Activity: Return all of the entries exactly as written.
[Start of section]
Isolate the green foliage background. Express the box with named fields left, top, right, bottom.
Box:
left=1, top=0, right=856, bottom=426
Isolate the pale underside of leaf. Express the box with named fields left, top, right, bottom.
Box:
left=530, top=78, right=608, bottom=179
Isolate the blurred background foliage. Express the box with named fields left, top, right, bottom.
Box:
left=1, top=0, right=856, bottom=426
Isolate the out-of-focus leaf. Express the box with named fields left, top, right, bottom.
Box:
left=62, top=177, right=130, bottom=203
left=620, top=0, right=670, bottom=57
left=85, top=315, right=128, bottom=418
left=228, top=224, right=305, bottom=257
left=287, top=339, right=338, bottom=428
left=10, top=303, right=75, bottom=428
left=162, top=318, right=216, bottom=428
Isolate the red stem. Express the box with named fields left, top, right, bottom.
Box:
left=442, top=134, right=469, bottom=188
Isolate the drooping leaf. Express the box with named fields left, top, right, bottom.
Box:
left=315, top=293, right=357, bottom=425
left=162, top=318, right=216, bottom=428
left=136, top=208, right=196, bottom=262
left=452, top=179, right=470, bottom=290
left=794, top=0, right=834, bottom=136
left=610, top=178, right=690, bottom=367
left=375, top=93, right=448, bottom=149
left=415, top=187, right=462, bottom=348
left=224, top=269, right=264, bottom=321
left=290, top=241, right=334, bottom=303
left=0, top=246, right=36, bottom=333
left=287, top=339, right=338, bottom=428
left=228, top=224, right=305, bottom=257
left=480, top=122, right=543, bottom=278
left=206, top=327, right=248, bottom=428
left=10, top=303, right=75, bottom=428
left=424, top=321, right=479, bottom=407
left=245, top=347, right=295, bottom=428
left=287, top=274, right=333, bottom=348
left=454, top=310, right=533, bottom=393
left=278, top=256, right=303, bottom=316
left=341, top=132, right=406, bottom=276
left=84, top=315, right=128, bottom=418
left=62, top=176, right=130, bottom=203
[End of section]
Written response:
Isolate the green foliage background. Express the box with named fields left, top, right, bottom.
Box:
left=1, top=0, right=856, bottom=426
Isolate the pale underside of leaf. Express the box with named fields left, top, right, bottom.
Box:
left=530, top=78, right=608, bottom=179
Isolate the blurred background foliage. Express the box with named fields left, top, right, bottom.
Box:
left=1, top=0, right=856, bottom=426
Isolate the out-of-focus leaf. Express the box with named fields left, top, right, bottom.
Box:
left=62, top=177, right=130, bottom=203
left=620, top=0, right=670, bottom=57
left=85, top=315, right=128, bottom=418
left=228, top=224, right=305, bottom=257
left=287, top=339, right=338, bottom=428
left=10, top=303, right=75, bottom=428
left=162, top=318, right=216, bottom=428
Isolate the red stem. Express the box with named fields left, top, right, bottom.
Box:
left=442, top=134, right=469, bottom=188
Isolate the drooping leaf. Express the box with named fields left, top, right, bottom.
Box:
left=315, top=293, right=357, bottom=425
left=162, top=318, right=216, bottom=428
left=136, top=208, right=196, bottom=262
left=452, top=179, right=470, bottom=290
left=794, top=0, right=834, bottom=136
left=610, top=178, right=690, bottom=367
left=375, top=93, right=448, bottom=149
left=415, top=187, right=462, bottom=348
left=224, top=269, right=264, bottom=321
left=290, top=241, right=334, bottom=303
left=0, top=246, right=36, bottom=333
left=287, top=339, right=338, bottom=428
left=228, top=224, right=305, bottom=257
left=480, top=122, right=543, bottom=278
left=206, top=327, right=248, bottom=428
left=10, top=303, right=75, bottom=428
left=424, top=321, right=479, bottom=407
left=245, top=347, right=295, bottom=428
left=287, top=274, right=333, bottom=348
left=454, top=310, right=533, bottom=393
left=278, top=256, right=303, bottom=316
left=341, top=132, right=406, bottom=276
left=84, top=315, right=128, bottom=418
left=62, top=176, right=130, bottom=203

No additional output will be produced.